Tell whether each statement agrees with the passage on method 900, giving yes or no and quoting the deciding words of the passage: (a) In method 900, the natural language input can be received only through a microphone. (b) The specific segment of the timeline may include relevant events leading up to the patient condition-specific event. (c) Identifying a temporal relation between the patient condition-specific event and other events takes place at 906.

• _DOCUMENT SEGMENT_

- - - -

FIG. 9 illustrates a method 900 for identifying and navigating to a segment of a patient information timeline which includes events related to a natural language query. The method 900 may be carried out according to instructions stored in memory of a computing device, such as the presentation system 102, to help the user navigate to an appropriate time-point in the patient information timeline using temporal event-related phrases.

At 902, the method 900 includes receiving a natural language input from a user. For example, a clinician may enter a word or phrase (via a suitable user input mechanism) which includes keywords associated with a medical condition. The NLP module may analyze voice communication and/or text input to obtain and/or infer various information related to the patient history, clinical queries, and so on. As described with respect to FIG. 1, the presentation system 102 and/or the care provider device 134 may include a microphone used to receive the natural language input. In some examples, the natural language input may be received via text input (e.g., a keyboard, touchscreen, etc.).

At 904, the method 900 includes identifying a patient condition-specific event in the natural language input. The NLP may include named entity recognition (NER), entity resolution, assertion, code resolution, and so on, which may be used to determine a patient condition-specific event (e.g., a disease stage, a procedure, a treatment, and so on).

At 906, the method 900 includes identifying a temporal relation between the patient condition-specific event (e.g., identified at operation 904) and one or more other events in the patient information timeline of the patient. For example, the one or more other events may be procedures, treatments, and so on which were performed as part of a treatment pathway for the identified patient condition-specific event (e.g., a diagnosis).

At 908, the method 900 includes navigating to a specific segment of the patient information timeline based on the identified temporal relations (e.g., between the patient condition-specific event and the one or more other events). For example, the specific segment of the patient information timeline may start at the patient condition-specific event and extend temporally until the patient condition-specific event is identified as being resolved. In other examples, the specific segment may include relevant events leading up to the patient condition-specific event. The specific segment may be displayed on a display device, for example, as shown in FIG. 4. In this way, a clinician may be able to navigate to a desired segment of a timeline using natural language inputs without knowing in advance which particular terminology was used in the reports. As an example, a clinician may ask to navigate to a segment of a timeline showing “first line treatment,” but no reports may use that term. Standard keyword searching would show no results for such as search. The NLP-based searching described herein can infer the meaning of the search term in medical ontology (when a first treatment for a condition was administered) and can navigate to that segment of the timeline.

- - - -

• _EXTRACTED MATERIAL_

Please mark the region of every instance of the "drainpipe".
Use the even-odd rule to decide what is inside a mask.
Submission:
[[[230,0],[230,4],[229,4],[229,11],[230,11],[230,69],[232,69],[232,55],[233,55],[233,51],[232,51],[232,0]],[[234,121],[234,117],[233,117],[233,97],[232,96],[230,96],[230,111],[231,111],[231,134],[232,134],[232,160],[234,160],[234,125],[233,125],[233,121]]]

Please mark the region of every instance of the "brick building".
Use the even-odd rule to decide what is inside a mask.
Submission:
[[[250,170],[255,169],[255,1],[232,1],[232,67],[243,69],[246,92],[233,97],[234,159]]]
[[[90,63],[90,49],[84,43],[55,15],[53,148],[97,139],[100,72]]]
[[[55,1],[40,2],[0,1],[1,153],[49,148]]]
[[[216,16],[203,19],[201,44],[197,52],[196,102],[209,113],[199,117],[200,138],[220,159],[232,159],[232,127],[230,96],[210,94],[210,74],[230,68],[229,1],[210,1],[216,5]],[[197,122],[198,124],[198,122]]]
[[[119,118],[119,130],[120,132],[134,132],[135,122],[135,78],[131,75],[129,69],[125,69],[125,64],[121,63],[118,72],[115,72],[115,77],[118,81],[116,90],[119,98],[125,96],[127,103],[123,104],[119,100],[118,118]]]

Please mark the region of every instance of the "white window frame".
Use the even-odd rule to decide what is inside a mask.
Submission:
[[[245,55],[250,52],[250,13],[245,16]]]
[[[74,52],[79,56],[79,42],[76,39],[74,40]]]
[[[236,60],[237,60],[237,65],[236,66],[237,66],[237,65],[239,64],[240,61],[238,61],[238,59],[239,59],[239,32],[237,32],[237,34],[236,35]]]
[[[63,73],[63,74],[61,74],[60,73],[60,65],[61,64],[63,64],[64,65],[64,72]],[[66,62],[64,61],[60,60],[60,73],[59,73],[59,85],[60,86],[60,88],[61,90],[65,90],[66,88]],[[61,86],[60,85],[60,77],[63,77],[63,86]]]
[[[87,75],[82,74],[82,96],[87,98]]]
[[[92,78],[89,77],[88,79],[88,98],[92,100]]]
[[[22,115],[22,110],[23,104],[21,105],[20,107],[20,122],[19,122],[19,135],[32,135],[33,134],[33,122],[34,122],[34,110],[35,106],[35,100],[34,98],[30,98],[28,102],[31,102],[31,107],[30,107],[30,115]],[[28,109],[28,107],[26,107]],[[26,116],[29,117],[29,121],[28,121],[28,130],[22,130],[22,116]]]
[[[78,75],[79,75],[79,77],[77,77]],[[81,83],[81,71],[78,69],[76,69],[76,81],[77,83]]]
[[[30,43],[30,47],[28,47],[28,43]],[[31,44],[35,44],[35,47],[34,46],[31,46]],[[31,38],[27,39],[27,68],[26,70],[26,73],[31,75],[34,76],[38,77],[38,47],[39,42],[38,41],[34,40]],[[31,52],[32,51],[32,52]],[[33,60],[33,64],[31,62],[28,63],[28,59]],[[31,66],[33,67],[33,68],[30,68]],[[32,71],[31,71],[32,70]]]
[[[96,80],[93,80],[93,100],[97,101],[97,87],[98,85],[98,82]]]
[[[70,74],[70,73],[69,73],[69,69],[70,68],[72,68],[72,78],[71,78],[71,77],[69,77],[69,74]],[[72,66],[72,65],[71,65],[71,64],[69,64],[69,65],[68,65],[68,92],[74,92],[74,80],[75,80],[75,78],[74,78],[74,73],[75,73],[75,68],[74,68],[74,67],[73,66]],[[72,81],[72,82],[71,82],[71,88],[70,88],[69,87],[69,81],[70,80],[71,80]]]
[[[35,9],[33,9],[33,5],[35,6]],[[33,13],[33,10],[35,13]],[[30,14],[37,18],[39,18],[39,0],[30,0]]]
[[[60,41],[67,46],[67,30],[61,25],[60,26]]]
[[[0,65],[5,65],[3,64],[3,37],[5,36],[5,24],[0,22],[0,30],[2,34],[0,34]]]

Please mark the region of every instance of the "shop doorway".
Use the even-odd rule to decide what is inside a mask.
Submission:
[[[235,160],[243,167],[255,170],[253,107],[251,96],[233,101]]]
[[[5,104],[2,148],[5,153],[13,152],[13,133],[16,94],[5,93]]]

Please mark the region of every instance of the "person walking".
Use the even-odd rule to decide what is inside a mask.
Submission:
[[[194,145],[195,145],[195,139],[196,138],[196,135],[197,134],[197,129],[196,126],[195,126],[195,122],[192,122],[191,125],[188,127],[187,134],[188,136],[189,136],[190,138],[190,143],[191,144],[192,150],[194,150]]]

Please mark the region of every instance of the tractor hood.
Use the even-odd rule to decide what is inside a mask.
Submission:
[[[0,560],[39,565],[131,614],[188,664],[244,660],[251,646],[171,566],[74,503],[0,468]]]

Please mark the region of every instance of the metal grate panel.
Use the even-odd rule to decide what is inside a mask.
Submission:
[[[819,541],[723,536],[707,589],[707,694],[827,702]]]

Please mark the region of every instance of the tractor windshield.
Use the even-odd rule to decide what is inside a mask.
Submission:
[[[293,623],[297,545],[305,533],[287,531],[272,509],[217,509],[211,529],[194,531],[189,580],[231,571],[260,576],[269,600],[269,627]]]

- - - -

• _RESPONSE TO THE EXERCISE_
(a) No: "In some examples, the natural language input may be received via text input (e.g., a keyboard, touchscreen, etc.)."
(b) Yes: "In other examples, the specific segment may include relevant events leading up to the patient condition-specific event."
(c) Yes: "At 906, the method 900 includes identifying a temporal relation between the patient condition-specific event (e.g., identified at operation 904) and one or more other events in the patient information timeline of the patient."